> [Supplied text]
Fully Conjugated Tetraoxa[8]circulene-Based Porous Semiconducting Polymers.

Tetraoxa[8]circulenes (TOCs) are a class of hetero[8]circulenes featuring a planar cyclooctatetraene core with a mixed aromatic/antiaromatic motif that governs their electronic properties. Polymeric TOCs (pTOCs) have been the subject of several computational simulations because they are predicted to be low-band-gap semiconductors, but they have not been available synthetically yet. Here, we report the first example of pTOCs, a new family of porous semiconductors, synthesized under ionothermal conditions through the intermolecular cyclization of 1,4,5,8-anthracene tetrone. pTOCs are porous, with surface areas up to 1656 m2  g-1 , and exhibit light-switchable and tunable semiconducting properties.

Introduction

Porous organic polymers (POPs) and covalent organic frameworks (COFs) have attracted considerable interest due to their permanent porosity, chemical and structural tunability, and the potential for charge transport. Although COFs are often perceived to have an inherent advantage over POPs in terms of electrical conductivity due to their crystallinity, many COFs involve polarized linkages, such as B−O and C=N, which naturally leads to decreased conjugation both energetically and spatially, and may hinder through‐bond carrier migration. POPs, on the other hand, are often obtained under kinetically controlled reaction conditions that involve a broad range of bond connections, including nonpolarized C−C and C=C bonds, thus facilitating the formation of semiconducting materials with low band gaps even when amorphous materials are formed. A variety of strategies can be applied to tune the electronic structures, band gaps, and thus the charge transport properties of POPs. To this end, among many others,[ , ] Coskun et al. have recently reported a facile strategy to tune the band gap of POPs based on an acid‐catalyzed cyclization reaction.

Hetero[8]circulenes have received substantial interest due to their optoelectronic properties, enabling their use as active materials in OLEDs and OFETs. One of the archetypal classes of hetero[8]circulenes, tetraoxa[8]circulenes (TOCs), feature a planar structure and an antiaromatic cyclooctatetraene (COT) core, resulting in unique electronic structures and redox switchable aromatic motifs. The aromaticity of TOCs has been extensively studied both computationally and experimentally in molecular systems. Recently, a series of triptycene‐bearing TOCs were reported and proposed as chemical sensors and as host materials for fullerenes. Given its rigid molecular structure and extended conjugation, we envisioned TOC to be a promising building block for electrically conductive POPs featuring the intrinsic properties of TOCs as predicted by several computational studies.

Herein, we report a polymerized version of TOC, pTOC. To our knowledge, this is the first example of a polymeric structure with this unique building block. The pTOC exhibits a two‐dimensional (2D) extended ladder‐type polymeric structure with three‐dimensional (3D) characteristics. With a porosity of up to 1656 m2 g−1, pTOCs exhibit intrinsic electrical conductivity ranging from 1.0×10−6 S cm−1 to 1.7×10−5 S cm−1, which varies with the synthesis temperatures and can be further improved by doping.

> [Objectives]
a) From the passage on tetraoxa[8]circulene polymers, extract word for word the stretch from "Fully Conjugated Tetraoxa[8]circulene-Based" through "tunable semiconducting properties.".
b) Continue the passage on tetraoxa[8]circulene polymers, beginning right after its final sentence.
The lines that follow come from a separate source and are unrelated to the passage on tetraoxa[8]circulene polymers.

> [Dataset section]

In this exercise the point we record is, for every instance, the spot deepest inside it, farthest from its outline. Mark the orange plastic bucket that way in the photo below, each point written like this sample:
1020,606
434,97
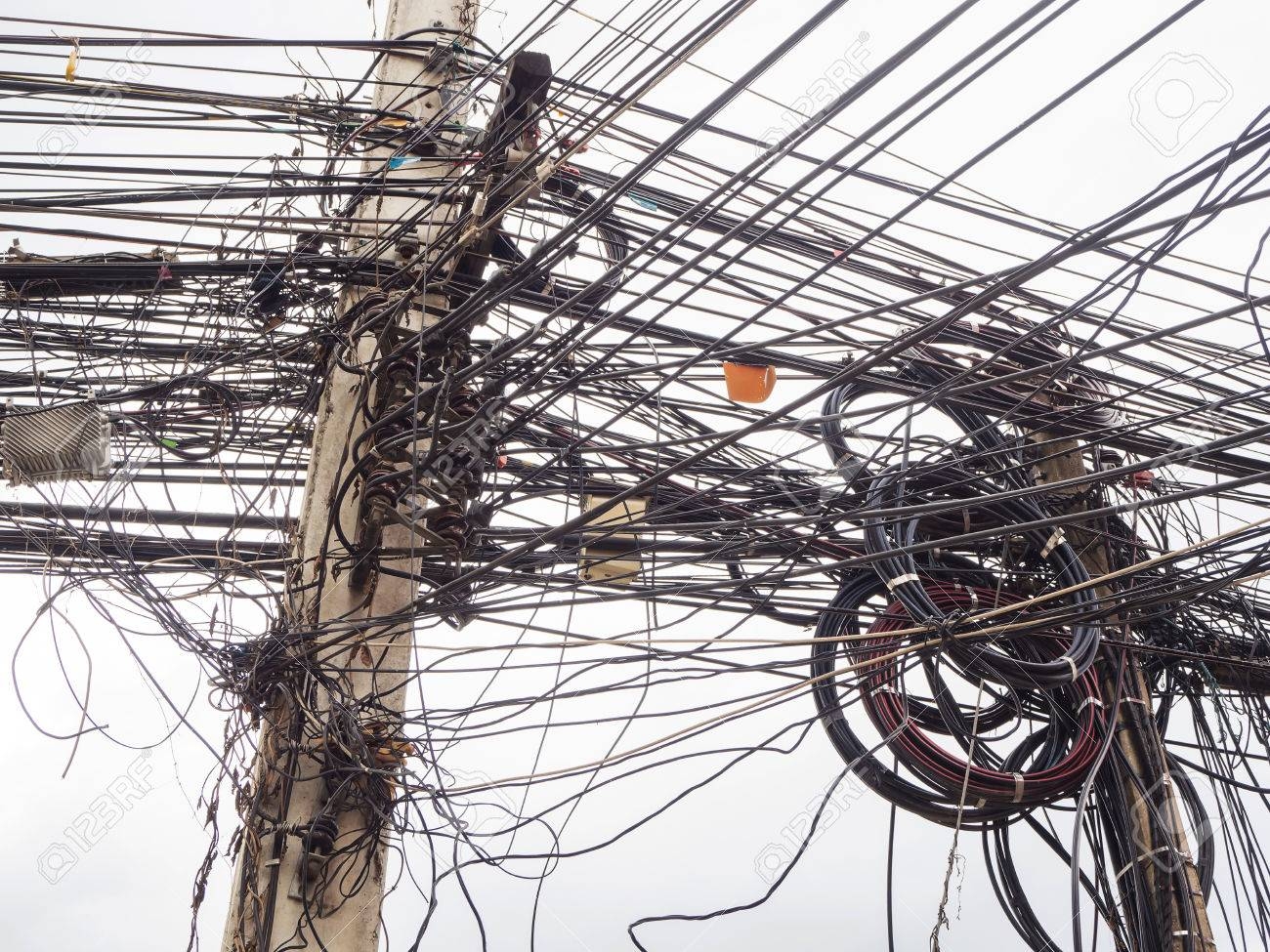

> [Task-by-task outputs]
a)
Fully Conjugated Tetraoxa[8]circulene-Based Porous Semiconducting Polymers.

Tetraoxa[8]circulenes (TOCs) are a class of hetero[8]circulenes featuring a planar cyclooctatetraene core with a mixed aromatic/antiaromatic motif that governs their electronic properties. Polymeric TOCs (pTOCs) have been the subject of several computational simulations because they are predicted to be low-band-gap semiconductors, but they have not been available synthetically yet. Here, we report the first example of pTOCs, a new family of porous semiconductors, synthesized under ionothermal conditions through the intermolecular cyclization of 1,4,5,8-anthracene tetrone. pTOCs are porous, with surface areas up to 1656 m2  g-1 , and exhibit light-switchable and tunable semiconducting properties.

b)
Results and Discussion

Our initial attempts to obtain pTOCs mimicked the 1970 Högberg TOC synthesis based on the cyclization of 1,4‐naphthoquinone (Figure 1A). However, the treatment of 1,4,5,8‐anthracenetetrone (AT) with Lewis acids such as AlCl3 and BF3OEt2 under solvothermal conditions did not yield any precipitate despite extensive screening of reaction temperatures, duration, or solvents (Table S1 and S2). Early research on TOCs suggested that dihydroxy species are formed as intermediates prior to dehydration and subsequent cyclization. Considering the likely poor solubility of the intermediates in our case, we surmised that the reaction temperature was not high enough to facilitate cyclization. To enable more facile dehydration and hence induce condensation, we thus moved from a solvothermal approach to an ionothermal approach. Indeed, heating AT in a eutectic mixture of AlCl3/NaCl at temperatures ranging from 250 to 350 °C produced black solids, named pTOC‐temp, where temp represents the reaction temperature, in 80–90 % yield (Figure 1B). The temperature range was specifically chosen to avoid carbonization, which is commonly reported to take place above 400 °C under ionothermal conditions.

Figure 1

A) Cyclooligomerization of naphthoquinone under Lewis acidic conditions. The aromatic part of the molecule is highlighted in green and the antiaromatic COT‐core in blue. B) Polymerization of 1,4,5,8‐anthracene tetrone (AT) under ionothermal conditions. The structure of pTOC is shown along with its model structure as an overlay.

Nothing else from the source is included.